» Given text

John Myers Felder (July 7, 1782 – September 1, 1851) was a United States politician.

Biography
His grandfather was a native of Switzerland, came to South Carolina about 1720, and was killed during the American Revolution while defending his house against an attack by Tories. The grandson was born in the vicinity of Orangeburg, South Carolina. He graduated from Yale University in 1804, a roommate and close friend of John Caldwell Calhoun.  After graduation, he studied at Litchfield Law School, and was admitted to the bar in 1808. He was elected to the South Carolina House of Representatives in 1812.

In 1830, he was elected to the United States House of Representatives and served in Congress for four years, first as a Jacksonian and from 1833 as a Nullifier.  After declining renomination in 1834, he went back to South Carolina, where the voters of Orangeburg returned him to the South Carolina House of Representatives in 1840.  He served there until his death on September 1, 1851.  Felder retired from the legal profession in 1830, and became a prosperous mill owner and planter.  He never married and had no children, although his sister Eliza has many descendants.

» Record extracts
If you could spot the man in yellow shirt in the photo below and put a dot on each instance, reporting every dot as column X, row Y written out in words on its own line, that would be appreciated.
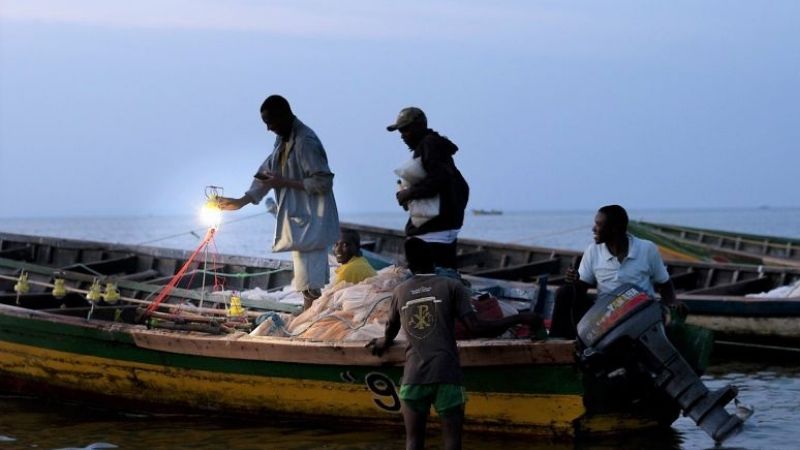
column 354, row 267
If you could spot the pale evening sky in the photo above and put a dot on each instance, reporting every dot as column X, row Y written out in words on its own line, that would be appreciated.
column 130, row 108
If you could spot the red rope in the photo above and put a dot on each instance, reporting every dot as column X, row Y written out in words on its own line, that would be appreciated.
column 175, row 279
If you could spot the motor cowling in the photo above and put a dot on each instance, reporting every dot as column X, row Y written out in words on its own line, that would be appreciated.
column 627, row 324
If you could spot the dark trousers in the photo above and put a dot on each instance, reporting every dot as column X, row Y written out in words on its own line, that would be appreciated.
column 444, row 255
column 570, row 306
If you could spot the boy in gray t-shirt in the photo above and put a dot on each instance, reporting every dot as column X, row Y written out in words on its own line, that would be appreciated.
column 426, row 306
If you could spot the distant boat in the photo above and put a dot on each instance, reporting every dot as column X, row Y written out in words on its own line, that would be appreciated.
column 487, row 212
column 700, row 244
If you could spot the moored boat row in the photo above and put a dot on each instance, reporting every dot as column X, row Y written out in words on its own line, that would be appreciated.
column 202, row 359
column 717, row 294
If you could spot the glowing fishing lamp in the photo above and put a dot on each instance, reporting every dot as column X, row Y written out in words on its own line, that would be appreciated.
column 210, row 214
column 59, row 290
column 22, row 286
column 94, row 294
column 111, row 294
column 236, row 309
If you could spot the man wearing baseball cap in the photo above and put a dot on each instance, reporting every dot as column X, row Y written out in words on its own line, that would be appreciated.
column 442, row 178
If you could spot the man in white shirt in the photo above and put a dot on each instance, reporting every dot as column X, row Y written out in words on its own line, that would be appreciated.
column 616, row 258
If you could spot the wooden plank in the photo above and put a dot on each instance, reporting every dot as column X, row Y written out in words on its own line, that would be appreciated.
column 24, row 253
column 736, row 288
column 108, row 266
column 685, row 281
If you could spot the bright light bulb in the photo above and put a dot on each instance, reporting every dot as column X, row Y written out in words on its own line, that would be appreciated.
column 210, row 214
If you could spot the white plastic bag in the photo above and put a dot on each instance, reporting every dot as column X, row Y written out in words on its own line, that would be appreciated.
column 421, row 210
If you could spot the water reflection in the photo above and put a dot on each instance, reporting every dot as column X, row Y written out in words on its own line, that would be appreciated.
column 25, row 423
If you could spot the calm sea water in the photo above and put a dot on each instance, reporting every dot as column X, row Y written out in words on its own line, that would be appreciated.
column 772, row 389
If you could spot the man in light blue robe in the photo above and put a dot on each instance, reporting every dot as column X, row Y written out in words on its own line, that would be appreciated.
column 307, row 219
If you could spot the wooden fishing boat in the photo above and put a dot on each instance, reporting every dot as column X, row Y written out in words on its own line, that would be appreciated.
column 487, row 212
column 198, row 358
column 700, row 244
column 716, row 294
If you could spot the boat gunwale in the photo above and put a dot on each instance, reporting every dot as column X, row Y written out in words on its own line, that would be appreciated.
column 473, row 353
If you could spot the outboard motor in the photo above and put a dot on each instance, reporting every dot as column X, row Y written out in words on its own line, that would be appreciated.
column 628, row 321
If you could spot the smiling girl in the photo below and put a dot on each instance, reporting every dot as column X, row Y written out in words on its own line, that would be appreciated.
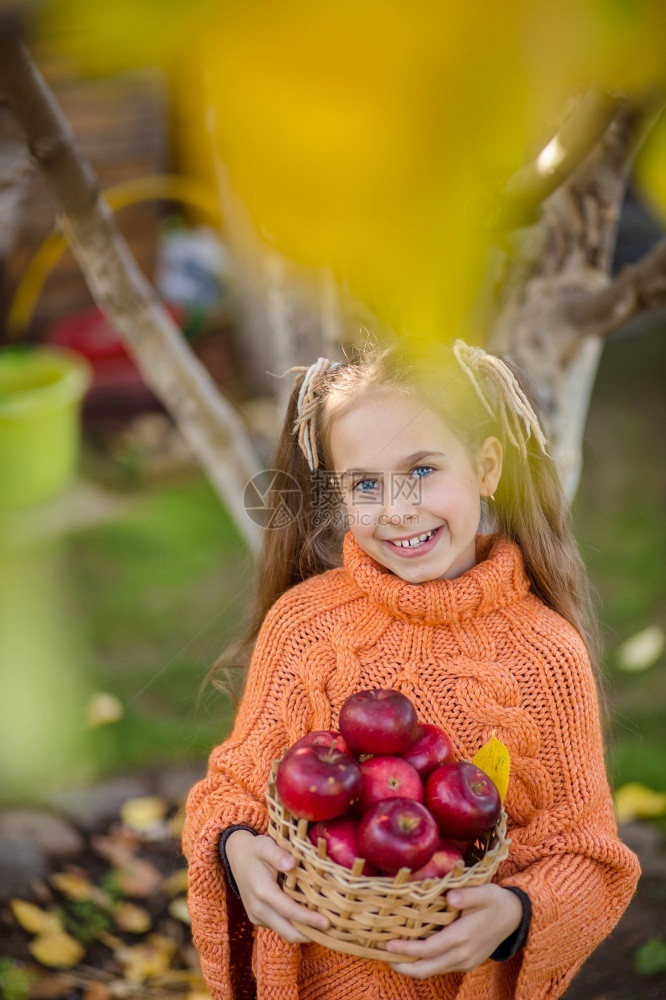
column 429, row 550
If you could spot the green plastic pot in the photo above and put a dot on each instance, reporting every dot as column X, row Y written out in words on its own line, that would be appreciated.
column 41, row 390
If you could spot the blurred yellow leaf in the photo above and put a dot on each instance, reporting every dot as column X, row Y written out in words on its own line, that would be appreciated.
column 132, row 919
column 103, row 709
column 495, row 760
column 34, row 919
column 642, row 650
column 635, row 801
column 78, row 888
column 144, row 813
column 178, row 909
column 148, row 959
column 57, row 950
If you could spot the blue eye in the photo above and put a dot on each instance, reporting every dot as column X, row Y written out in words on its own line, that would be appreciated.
column 360, row 483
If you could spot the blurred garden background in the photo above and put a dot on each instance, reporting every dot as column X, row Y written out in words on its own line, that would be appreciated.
column 288, row 178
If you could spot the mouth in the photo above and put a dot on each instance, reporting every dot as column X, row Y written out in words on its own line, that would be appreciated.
column 420, row 543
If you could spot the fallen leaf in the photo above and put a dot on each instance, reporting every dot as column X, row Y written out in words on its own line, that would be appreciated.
column 642, row 650
column 97, row 991
column 103, row 709
column 494, row 759
column 176, row 883
column 144, row 814
column 79, row 889
column 110, row 941
column 120, row 844
column 50, row 986
column 146, row 960
column 138, row 878
column 176, row 825
column 132, row 875
column 57, row 949
column 635, row 801
column 132, row 919
column 178, row 909
column 33, row 919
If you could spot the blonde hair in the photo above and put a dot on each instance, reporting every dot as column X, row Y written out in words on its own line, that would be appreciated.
column 477, row 395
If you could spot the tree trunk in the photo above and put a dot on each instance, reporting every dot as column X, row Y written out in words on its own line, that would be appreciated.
column 209, row 423
column 564, row 261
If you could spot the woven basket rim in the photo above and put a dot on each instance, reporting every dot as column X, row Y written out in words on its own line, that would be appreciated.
column 421, row 890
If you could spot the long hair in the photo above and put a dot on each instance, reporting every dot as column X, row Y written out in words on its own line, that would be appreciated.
column 529, row 505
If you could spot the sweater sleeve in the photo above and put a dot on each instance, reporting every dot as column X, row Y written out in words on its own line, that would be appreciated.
column 231, row 793
column 565, row 852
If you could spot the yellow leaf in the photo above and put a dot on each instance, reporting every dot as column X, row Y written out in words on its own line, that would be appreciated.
column 494, row 759
column 78, row 888
column 57, row 950
column 635, row 801
column 33, row 919
column 146, row 960
column 103, row 709
column 143, row 813
column 131, row 918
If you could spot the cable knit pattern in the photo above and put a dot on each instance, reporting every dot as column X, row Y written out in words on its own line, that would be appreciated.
column 474, row 654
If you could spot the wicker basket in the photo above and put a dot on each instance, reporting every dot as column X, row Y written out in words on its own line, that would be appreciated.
column 366, row 912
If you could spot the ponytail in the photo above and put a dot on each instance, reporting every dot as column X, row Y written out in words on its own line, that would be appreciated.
column 483, row 395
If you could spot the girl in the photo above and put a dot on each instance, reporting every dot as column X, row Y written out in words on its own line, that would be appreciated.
column 427, row 549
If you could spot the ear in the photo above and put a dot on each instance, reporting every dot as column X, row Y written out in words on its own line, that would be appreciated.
column 489, row 464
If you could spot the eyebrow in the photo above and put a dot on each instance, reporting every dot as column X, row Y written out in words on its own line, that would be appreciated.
column 404, row 462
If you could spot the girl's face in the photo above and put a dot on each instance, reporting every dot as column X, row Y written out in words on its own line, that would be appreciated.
column 403, row 473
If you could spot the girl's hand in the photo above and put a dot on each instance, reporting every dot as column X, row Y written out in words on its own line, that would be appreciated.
column 489, row 914
column 255, row 862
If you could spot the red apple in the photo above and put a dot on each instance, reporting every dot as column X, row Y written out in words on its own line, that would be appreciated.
column 380, row 721
column 386, row 778
column 316, row 782
column 341, row 837
column 397, row 833
column 441, row 863
column 431, row 749
column 463, row 800
column 322, row 738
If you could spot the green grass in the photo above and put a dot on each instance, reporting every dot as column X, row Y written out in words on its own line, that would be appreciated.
column 159, row 592
column 620, row 528
column 155, row 594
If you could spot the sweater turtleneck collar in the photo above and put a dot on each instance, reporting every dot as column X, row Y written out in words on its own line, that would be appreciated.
column 497, row 579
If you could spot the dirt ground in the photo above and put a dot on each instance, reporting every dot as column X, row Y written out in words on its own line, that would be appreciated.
column 609, row 974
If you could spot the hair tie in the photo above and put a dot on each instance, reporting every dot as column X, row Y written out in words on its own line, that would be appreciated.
column 307, row 404
column 514, row 405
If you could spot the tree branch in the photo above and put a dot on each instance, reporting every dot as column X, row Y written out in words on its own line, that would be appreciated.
column 560, row 157
column 638, row 287
column 208, row 422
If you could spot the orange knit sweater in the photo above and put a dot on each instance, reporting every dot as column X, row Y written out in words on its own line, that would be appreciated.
column 474, row 654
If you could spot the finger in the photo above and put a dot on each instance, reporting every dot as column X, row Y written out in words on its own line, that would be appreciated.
column 437, row 944
column 289, row 909
column 426, row 967
column 269, row 852
column 285, row 929
column 472, row 898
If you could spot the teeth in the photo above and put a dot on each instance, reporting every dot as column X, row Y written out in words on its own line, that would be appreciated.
column 417, row 540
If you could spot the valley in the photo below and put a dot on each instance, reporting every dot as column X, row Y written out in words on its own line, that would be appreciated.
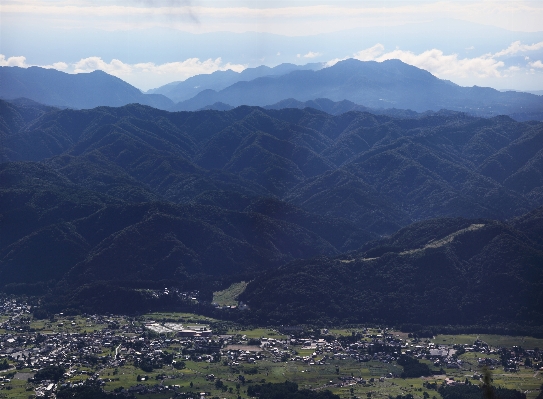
column 143, row 357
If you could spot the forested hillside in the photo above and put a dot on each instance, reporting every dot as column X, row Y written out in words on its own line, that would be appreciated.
column 139, row 197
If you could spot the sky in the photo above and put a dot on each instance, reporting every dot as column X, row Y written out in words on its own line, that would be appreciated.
column 149, row 43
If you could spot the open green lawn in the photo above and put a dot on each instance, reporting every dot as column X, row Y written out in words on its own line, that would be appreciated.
column 259, row 333
column 492, row 340
column 228, row 297
column 178, row 317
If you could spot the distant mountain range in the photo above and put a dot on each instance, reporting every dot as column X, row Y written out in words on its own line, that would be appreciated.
column 437, row 272
column 83, row 90
column 367, row 85
column 139, row 197
column 219, row 80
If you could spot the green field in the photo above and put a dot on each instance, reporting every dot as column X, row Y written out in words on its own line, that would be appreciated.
column 271, row 369
column 493, row 340
column 228, row 297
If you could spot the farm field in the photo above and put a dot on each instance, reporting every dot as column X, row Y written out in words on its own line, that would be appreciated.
column 124, row 354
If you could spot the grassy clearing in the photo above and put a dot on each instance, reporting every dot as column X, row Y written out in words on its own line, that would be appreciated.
column 492, row 340
column 228, row 297
column 259, row 333
column 179, row 317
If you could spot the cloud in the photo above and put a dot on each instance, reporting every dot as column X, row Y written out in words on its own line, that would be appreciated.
column 517, row 47
column 311, row 54
column 442, row 65
column 184, row 69
column 19, row 61
column 449, row 65
column 144, row 75
column 61, row 66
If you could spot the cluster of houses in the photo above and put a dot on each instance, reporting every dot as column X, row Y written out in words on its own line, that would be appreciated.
column 114, row 341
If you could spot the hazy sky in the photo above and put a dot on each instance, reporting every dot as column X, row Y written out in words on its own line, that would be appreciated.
column 152, row 42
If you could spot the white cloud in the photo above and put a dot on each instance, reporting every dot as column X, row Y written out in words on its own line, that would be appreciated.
column 19, row 61
column 115, row 67
column 442, row 65
column 61, row 66
column 449, row 65
column 517, row 47
column 311, row 54
column 145, row 75
column 371, row 53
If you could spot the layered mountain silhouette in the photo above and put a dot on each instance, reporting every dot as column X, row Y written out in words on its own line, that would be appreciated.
column 437, row 272
column 388, row 84
column 354, row 85
column 181, row 91
column 83, row 90
column 136, row 197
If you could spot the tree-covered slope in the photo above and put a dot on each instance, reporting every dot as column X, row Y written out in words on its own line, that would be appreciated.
column 437, row 272
column 137, row 196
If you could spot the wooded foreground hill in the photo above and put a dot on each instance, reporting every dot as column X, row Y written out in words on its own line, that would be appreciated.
column 140, row 197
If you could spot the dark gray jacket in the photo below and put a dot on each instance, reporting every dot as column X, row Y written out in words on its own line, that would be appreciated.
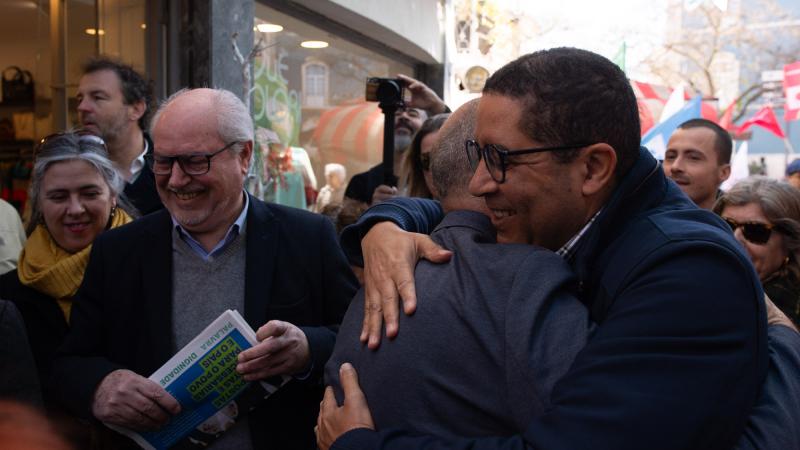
column 493, row 331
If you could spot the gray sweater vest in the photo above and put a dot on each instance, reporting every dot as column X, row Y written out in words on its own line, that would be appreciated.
column 201, row 291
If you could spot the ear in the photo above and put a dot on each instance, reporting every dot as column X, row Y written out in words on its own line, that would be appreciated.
column 136, row 111
column 724, row 172
column 244, row 156
column 600, row 162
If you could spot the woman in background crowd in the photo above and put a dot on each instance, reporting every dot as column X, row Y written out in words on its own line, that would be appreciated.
column 417, row 163
column 75, row 197
column 765, row 217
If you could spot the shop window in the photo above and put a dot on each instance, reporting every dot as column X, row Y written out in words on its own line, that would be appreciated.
column 308, row 94
column 315, row 84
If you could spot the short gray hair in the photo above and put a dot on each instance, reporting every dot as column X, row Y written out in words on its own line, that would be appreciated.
column 450, row 168
column 234, row 123
column 74, row 147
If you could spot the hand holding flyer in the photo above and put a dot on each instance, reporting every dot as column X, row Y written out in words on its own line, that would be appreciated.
column 202, row 377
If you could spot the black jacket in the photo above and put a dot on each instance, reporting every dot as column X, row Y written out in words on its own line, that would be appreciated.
column 121, row 317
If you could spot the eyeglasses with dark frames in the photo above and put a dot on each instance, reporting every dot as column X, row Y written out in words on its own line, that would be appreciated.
column 192, row 164
column 755, row 232
column 496, row 157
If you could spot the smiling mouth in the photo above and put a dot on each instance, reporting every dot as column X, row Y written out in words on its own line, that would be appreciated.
column 76, row 227
column 186, row 195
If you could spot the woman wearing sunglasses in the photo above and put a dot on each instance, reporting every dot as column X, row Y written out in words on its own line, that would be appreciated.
column 765, row 217
column 75, row 196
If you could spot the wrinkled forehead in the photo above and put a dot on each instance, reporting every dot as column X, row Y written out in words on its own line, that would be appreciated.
column 104, row 80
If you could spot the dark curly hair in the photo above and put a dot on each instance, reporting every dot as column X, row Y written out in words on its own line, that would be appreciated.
column 572, row 96
column 134, row 87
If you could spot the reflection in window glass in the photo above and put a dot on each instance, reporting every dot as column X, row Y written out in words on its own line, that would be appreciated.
column 313, row 99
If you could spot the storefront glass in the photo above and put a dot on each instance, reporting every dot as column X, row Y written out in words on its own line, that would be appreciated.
column 309, row 89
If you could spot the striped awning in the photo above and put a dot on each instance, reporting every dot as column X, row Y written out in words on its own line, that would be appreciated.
column 351, row 133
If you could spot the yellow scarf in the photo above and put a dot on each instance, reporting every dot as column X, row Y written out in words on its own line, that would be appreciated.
column 53, row 271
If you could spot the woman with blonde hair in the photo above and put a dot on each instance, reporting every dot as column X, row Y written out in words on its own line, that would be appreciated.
column 75, row 196
column 765, row 217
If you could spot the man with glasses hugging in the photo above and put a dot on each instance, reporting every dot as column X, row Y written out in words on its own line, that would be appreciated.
column 152, row 287
column 679, row 354
column 467, row 365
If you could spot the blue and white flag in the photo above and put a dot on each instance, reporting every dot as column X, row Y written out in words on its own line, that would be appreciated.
column 656, row 139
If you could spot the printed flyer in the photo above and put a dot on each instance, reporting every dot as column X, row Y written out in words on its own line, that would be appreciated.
column 203, row 378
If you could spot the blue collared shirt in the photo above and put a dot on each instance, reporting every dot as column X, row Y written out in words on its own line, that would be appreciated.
column 233, row 233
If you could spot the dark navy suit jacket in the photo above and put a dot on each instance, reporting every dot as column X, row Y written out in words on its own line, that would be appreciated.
column 121, row 317
column 494, row 329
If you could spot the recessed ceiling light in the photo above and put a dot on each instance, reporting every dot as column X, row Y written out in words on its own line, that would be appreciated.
column 269, row 27
column 313, row 44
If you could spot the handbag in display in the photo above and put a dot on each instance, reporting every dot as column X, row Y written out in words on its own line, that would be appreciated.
column 17, row 86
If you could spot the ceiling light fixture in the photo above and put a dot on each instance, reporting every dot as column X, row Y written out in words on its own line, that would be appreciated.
column 313, row 44
column 269, row 27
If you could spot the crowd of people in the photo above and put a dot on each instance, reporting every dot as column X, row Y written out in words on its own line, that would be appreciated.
column 532, row 278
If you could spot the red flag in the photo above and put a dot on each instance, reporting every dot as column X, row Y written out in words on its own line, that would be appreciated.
column 791, row 88
column 726, row 122
column 765, row 117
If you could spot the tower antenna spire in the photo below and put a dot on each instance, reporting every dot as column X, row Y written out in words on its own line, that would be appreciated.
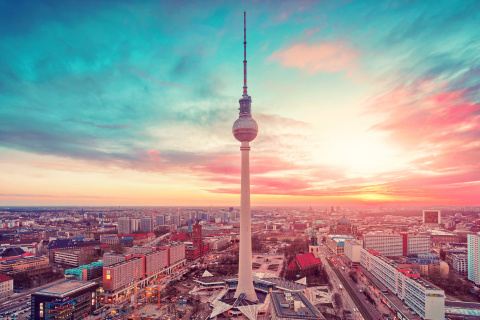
column 245, row 53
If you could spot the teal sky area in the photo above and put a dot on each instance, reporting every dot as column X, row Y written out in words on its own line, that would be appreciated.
column 132, row 103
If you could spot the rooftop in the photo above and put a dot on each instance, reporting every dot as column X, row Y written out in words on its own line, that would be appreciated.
column 66, row 288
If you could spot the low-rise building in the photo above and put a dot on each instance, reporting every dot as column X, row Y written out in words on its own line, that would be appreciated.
column 460, row 264
column 426, row 299
column 352, row 250
column 74, row 258
column 292, row 305
column 87, row 272
column 67, row 300
column 336, row 243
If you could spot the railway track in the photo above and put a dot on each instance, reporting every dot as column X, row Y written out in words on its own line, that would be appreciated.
column 363, row 310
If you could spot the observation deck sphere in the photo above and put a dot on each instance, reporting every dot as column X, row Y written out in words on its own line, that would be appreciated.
column 245, row 128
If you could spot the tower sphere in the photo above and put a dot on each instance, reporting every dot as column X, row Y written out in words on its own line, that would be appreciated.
column 245, row 128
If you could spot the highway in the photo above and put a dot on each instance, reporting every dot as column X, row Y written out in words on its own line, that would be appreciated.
column 366, row 309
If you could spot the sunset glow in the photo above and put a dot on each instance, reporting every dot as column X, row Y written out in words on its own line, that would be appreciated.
column 123, row 103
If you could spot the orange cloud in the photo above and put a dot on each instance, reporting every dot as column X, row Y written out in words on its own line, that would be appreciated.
column 324, row 57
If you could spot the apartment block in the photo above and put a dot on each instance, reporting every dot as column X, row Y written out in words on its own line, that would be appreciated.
column 352, row 250
column 111, row 258
column 392, row 245
column 146, row 223
column 122, row 274
column 473, row 258
column 423, row 297
column 73, row 258
column 418, row 243
column 6, row 287
column 159, row 220
column 176, row 253
column 156, row 261
column 460, row 264
column 124, row 226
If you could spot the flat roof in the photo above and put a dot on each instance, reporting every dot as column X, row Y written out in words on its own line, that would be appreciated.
column 66, row 288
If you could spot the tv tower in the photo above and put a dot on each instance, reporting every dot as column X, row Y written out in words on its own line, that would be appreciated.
column 245, row 129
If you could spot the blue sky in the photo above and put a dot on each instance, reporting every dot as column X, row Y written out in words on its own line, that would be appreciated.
column 358, row 102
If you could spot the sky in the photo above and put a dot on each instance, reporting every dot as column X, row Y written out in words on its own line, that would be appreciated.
column 132, row 102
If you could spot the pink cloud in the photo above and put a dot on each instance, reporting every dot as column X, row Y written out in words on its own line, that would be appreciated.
column 324, row 57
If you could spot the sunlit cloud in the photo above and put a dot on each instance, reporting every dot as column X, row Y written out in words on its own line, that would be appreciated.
column 324, row 57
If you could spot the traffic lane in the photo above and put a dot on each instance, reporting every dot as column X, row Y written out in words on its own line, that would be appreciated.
column 14, row 307
column 361, row 297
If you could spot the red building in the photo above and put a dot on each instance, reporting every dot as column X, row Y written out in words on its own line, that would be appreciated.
column 303, row 264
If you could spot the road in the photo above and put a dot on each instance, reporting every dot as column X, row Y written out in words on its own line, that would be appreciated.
column 366, row 309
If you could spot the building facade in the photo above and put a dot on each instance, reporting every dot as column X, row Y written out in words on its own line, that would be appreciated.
column 85, row 272
column 146, row 224
column 122, row 274
column 74, row 258
column 473, row 258
column 159, row 220
column 124, row 226
column 6, row 287
column 392, row 245
column 427, row 300
column 352, row 250
column 68, row 300
column 432, row 216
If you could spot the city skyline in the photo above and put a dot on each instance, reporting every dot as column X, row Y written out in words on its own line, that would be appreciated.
column 122, row 104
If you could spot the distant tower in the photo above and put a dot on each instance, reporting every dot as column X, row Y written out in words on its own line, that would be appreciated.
column 197, row 237
column 245, row 129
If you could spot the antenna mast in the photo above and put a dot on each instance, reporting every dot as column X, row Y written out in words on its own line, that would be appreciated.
column 245, row 53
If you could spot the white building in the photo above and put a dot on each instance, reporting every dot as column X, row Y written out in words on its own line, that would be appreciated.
column 432, row 217
column 352, row 250
column 336, row 243
column 418, row 243
column 124, row 225
column 392, row 245
column 427, row 300
column 473, row 258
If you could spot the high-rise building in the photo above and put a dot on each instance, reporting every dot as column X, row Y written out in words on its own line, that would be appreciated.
column 134, row 225
column 245, row 130
column 159, row 220
column 146, row 224
column 432, row 216
column 175, row 220
column 124, row 225
column 397, row 244
column 474, row 258
column 426, row 299
column 313, row 247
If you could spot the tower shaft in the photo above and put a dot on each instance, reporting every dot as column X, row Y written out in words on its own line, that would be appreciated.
column 245, row 278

» The problem
Write out the entire biography of John Myers Felder word for word. The records are separate material with no connection to the biography of John Myers Felder.

» Result of this task
John Myers Felder (July 7, 1782 – September 1, 1851) was a United States politician.

Biography
His grandfather was a native of Switzerland, came to South Carolina about 1720, and was killed during the American Revolution while defending his house against an attack by Tories. The grandson was born in the vicinity of Orangeburg, South Carolina. He graduated from Yale University in 1804, a roommate and close friend of John Caldwell Calhoun.  After graduation, he studied at Litchfield Law School, and was admitted to the bar in 1808. He was elected to the South Carolina House of Representatives in 1812.

In 1830, he was elected to the United States House of Representatives and served in Congress for four years, first as a Jacksonian and from 1833 as a Nullifier.  After declining renomination in 1834, he went back to South Carolina, where the voters of Orangeburg returned him to the South Carolina House of Representatives in 1840.  He served there until his death on September 1, 1851.  Felder retired from the legal profession in 1830, and became a prosperous mill owner and planter.  He never married and had no children, although his sister Eliza has many descendants.